Task goal:
Which lines of the material contain the word "wall"? Extract each such line in full.

Excerpts from annotation records
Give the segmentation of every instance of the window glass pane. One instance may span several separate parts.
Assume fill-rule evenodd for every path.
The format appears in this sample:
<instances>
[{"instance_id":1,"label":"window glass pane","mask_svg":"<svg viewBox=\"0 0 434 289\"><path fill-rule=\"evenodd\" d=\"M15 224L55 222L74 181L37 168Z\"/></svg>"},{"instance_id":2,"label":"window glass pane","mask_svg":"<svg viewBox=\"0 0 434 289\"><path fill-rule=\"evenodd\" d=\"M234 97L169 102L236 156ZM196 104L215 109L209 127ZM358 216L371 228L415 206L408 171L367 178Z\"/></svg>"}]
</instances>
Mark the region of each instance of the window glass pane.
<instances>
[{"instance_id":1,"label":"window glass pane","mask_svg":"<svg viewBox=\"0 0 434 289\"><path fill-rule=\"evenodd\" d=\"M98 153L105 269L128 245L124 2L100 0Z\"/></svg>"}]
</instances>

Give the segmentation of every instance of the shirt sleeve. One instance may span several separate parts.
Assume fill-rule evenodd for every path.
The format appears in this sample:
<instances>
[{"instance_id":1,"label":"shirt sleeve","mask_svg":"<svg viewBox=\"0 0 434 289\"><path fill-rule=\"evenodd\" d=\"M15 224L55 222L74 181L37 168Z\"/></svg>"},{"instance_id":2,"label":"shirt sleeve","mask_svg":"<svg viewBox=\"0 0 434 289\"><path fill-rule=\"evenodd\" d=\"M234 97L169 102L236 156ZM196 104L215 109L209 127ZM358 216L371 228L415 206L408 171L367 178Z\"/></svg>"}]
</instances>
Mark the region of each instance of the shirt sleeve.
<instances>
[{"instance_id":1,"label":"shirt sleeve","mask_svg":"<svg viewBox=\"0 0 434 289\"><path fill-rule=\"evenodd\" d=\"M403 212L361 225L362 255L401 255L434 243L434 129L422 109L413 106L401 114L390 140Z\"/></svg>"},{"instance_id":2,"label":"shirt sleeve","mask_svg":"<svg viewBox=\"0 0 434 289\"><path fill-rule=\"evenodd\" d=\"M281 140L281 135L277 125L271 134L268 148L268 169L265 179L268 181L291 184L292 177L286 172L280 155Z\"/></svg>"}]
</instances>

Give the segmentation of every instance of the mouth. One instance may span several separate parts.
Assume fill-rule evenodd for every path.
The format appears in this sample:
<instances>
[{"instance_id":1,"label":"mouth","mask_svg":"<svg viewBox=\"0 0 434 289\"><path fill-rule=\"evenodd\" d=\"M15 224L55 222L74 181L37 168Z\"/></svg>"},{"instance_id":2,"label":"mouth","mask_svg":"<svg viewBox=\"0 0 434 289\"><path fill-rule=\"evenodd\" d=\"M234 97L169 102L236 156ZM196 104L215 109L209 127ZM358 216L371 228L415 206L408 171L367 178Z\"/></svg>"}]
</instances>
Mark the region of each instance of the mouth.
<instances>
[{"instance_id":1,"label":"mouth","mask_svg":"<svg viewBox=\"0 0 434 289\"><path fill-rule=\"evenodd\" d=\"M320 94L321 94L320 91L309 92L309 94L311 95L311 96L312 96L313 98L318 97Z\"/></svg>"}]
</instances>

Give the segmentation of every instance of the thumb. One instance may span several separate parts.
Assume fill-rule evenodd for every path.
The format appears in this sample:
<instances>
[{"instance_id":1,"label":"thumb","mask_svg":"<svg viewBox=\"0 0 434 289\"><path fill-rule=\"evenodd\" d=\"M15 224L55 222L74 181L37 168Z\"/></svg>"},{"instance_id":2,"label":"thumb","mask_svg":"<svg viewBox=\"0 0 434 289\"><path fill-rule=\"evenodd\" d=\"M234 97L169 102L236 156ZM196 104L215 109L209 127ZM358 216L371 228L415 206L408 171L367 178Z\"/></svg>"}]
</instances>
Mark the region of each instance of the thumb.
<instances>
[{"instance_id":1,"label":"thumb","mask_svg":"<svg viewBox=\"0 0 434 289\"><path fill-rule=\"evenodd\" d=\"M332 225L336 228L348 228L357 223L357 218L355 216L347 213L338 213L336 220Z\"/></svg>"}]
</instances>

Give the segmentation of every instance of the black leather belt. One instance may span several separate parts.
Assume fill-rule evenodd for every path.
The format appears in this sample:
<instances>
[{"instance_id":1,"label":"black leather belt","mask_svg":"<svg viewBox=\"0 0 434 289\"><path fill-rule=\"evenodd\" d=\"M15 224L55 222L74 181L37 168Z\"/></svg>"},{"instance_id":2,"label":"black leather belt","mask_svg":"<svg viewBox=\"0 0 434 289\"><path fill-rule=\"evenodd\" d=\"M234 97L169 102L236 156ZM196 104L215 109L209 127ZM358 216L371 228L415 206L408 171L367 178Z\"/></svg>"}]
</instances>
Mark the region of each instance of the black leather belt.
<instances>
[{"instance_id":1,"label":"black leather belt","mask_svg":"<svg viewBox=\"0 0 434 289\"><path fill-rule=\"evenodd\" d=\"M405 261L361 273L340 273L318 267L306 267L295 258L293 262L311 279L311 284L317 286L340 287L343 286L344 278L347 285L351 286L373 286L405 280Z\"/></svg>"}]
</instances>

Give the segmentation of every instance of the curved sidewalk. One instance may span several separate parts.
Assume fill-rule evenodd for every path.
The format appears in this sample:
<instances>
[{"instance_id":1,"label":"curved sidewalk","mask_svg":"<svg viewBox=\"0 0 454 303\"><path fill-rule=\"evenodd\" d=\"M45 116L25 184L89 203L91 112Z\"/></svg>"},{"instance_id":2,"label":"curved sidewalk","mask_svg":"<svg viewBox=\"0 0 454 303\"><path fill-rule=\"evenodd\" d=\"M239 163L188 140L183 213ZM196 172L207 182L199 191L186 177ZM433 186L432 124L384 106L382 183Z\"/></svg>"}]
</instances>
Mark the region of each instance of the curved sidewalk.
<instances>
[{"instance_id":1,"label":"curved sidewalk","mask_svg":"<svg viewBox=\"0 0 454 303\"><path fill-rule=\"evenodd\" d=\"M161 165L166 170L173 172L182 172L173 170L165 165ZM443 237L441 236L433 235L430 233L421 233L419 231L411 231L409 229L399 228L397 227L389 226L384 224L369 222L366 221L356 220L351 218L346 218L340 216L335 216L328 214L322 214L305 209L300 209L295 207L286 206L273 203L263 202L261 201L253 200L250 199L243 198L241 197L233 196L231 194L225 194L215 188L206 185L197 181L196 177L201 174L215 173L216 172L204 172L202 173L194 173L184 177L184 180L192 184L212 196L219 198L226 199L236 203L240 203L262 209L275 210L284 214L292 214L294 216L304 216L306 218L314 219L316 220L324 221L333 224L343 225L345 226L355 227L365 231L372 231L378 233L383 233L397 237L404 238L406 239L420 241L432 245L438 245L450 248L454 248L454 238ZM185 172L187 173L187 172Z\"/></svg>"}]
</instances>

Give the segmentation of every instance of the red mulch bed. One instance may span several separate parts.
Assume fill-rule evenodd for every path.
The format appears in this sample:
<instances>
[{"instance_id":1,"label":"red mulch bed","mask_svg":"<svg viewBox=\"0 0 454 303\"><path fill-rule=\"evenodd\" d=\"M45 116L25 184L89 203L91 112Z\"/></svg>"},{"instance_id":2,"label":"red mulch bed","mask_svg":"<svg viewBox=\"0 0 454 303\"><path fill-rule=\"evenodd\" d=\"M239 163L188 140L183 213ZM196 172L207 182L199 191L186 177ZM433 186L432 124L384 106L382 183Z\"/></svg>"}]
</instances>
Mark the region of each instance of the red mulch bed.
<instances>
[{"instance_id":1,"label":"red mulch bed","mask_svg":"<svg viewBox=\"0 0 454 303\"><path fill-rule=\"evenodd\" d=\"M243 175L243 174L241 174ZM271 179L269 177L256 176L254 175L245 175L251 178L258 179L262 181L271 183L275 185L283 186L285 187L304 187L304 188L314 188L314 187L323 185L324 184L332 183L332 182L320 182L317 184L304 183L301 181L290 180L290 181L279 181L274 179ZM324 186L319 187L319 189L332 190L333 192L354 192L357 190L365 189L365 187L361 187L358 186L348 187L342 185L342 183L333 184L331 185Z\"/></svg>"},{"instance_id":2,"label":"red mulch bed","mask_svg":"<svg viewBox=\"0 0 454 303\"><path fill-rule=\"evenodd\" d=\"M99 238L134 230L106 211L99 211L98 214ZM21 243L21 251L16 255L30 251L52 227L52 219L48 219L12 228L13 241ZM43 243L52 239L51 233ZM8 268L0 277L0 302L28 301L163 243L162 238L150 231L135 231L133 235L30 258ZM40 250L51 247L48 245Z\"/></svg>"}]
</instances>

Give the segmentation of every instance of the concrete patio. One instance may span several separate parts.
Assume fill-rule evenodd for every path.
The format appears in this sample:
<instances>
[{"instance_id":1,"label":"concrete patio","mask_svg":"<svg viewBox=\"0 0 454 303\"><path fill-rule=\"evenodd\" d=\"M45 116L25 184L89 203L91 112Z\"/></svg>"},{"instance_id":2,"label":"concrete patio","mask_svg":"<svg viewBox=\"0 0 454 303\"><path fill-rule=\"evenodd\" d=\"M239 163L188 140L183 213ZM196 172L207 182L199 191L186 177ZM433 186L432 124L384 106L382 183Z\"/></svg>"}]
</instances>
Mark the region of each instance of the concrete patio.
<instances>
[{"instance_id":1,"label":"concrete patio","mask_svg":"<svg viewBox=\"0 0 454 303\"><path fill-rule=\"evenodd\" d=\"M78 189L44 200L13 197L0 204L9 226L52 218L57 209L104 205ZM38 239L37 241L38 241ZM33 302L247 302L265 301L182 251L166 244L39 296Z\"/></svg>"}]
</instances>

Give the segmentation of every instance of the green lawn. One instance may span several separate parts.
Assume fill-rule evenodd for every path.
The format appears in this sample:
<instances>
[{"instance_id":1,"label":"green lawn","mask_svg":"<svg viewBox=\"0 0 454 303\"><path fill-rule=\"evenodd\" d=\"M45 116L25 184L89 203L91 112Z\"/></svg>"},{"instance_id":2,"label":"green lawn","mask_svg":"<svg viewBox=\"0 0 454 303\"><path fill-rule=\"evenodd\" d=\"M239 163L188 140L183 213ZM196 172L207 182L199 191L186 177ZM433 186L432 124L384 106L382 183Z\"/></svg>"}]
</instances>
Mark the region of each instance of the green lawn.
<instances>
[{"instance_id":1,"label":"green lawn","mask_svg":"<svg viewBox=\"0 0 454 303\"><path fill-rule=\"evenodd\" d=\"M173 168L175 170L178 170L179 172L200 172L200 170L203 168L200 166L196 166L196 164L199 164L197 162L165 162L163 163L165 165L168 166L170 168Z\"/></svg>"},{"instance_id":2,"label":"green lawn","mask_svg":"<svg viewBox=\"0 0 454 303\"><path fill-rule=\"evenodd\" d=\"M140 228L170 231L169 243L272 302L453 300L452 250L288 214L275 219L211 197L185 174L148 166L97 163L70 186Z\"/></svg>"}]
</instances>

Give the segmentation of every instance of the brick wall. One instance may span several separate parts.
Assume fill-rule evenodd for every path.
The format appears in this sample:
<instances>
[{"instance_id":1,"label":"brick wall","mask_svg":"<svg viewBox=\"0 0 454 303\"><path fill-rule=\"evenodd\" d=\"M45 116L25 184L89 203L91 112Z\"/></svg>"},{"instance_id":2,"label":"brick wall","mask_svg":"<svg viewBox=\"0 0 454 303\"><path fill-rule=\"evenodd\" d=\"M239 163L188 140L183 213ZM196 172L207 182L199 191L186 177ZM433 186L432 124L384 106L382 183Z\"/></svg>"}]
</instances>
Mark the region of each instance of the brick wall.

Exercise solution:
Give the segmentation of every instance of the brick wall. One instance may span several separate parts.
[{"instance_id":1,"label":"brick wall","mask_svg":"<svg viewBox=\"0 0 454 303\"><path fill-rule=\"evenodd\" d=\"M45 116L25 184L89 203L91 112Z\"/></svg>"},{"instance_id":2,"label":"brick wall","mask_svg":"<svg viewBox=\"0 0 454 303\"><path fill-rule=\"evenodd\" d=\"M239 163L188 140L183 213ZM196 172L207 182L199 191L186 177ZM433 186L432 124L384 106L382 183Z\"/></svg>"}]
Mark the region of each instance of the brick wall.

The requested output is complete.